Continue the account of the homeowner's mortgage troubles with Wells Fargo from the point where it stops.

_EXERCISE TEXT_

+ + + +

With little money for extras after fixing the foundation, I scaled back to projects I could do myself: painting and planting. I tore out the frontyard grass and filled the garden with roses, irises, bougainvillea, jasmine, trumpet vines, gardenias, callas and cannas, hibiscus. Springs were glorious.
By mid-2008, some neighbors on my short hillside street had started defaulting on their loans. One eventually negotiated a short sale; two others went into foreclosure. Worried, I called Wells Fargo in March 2009 to see about refinancing in advance of my adjustable-rate mortgage payments rising significantly. The house was already underwater, the banker told me. My equity was gone, so there was no way I could refinance. He suggested that I wait it out and hope things improved before the rate rise in 2012.
By October 2009, it was clear that the real estate market was only getting worse. I sent Wells Fargo my first application for a mortgage modification, beginning a months-long slog through dead-end phone calls, faxes, lost documents and conflicting information from the bank. Over a period of five months, Wells Fargo denied three mortgage modification applications. The last denial was based on a bank error suggesting that I had a spending deficit of more than $1,600 a month, despite my having exemplary credit. When I wrote a detailed explanation, the banker with whom I next spoke said, unapologetically, “We read numbers, not words.”
In November 2009, the Los Angeles County assessor’s office informed me that the assessed valuation of my home had dropped $129,060 since the 2006-07 tax year. As I grew more anxious about money, my health declined. Problems that had been in abeyance for more than 20 years returned, and my medical bills began to climb as a result.
In January 2010, one of the telephone bankers at Wells Fargo suggested a short sale. It felt like a gut blow. Sell my home? My refuge? My garden full of flowers and fruit trees?
In February, Zillow.com said the house on which I owed $511,000 was worth $381,500. A comparable house a block away sold for $260,000. I clearly needed a bailout. I made my last desperate bid for help from the bank, offering to pay the full mortgage at a lower interest rate if only I could keep my home. I also wrote to regulatory agencies and to my elected federal, state and local politicians to ask for ideas. Some responded; most didn’t; none could offer an idea I hadn’t tried.

+ + + +

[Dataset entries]
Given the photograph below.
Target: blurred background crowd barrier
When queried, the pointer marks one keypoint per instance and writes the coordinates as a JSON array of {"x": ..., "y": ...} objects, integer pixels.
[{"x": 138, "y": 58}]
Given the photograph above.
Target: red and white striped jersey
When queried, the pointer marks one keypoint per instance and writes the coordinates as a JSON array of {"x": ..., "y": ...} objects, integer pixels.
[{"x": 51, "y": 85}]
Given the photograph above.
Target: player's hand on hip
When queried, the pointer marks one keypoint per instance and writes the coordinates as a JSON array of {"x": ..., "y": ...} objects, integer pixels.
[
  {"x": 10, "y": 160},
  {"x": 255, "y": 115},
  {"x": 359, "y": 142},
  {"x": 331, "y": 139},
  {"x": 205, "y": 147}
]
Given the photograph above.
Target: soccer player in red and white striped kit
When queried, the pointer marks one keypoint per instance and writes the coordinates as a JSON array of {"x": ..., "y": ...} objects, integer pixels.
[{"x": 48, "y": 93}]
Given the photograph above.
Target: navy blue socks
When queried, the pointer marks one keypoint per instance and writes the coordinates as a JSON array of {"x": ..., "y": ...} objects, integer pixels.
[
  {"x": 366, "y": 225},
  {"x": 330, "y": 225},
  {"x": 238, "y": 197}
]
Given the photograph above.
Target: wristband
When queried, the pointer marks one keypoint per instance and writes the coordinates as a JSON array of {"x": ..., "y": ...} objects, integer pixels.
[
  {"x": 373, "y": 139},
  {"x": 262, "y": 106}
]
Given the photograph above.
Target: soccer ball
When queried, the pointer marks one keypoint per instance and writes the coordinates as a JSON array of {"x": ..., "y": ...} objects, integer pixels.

+ + + +

_TASK RESULT_
In April, I consulted a credit counselor; he said that I was doing all the right things and that my credit score was “fabulous.” His only suggestion was the one I’d already rejected: Consider a short sale.
In May, a senior vice president at Wells Fargo Home Mortgage suggested a short sale.
On June 1, 2010, I acknowledged defeat. I declined to make my mortgage payment and two weeks later hired a short-sale expert and listed the house.
That decision brought no relief. Instead, I endured months of daily dunning phone calls from Wells Fargo, which then rejected an offer from a buyer. The bank set a date for a foreclosure sale, then postponed it. Finally, in April, it agreed to an offer of $325,000 for the house. The sale closed less than 48 hours before the bank’s scheduled foreclosure sale.
By that time I’d moved. My rental house is three times as far from work as the old one and about half its size. The new neighborhood is quieter and less friendly, but the air is cleaner. Gardening, once a joy, is a chore I’d rather skip. Once in a while I return to Highland Park, but I cannot drive past my house. I fear the changes I might see.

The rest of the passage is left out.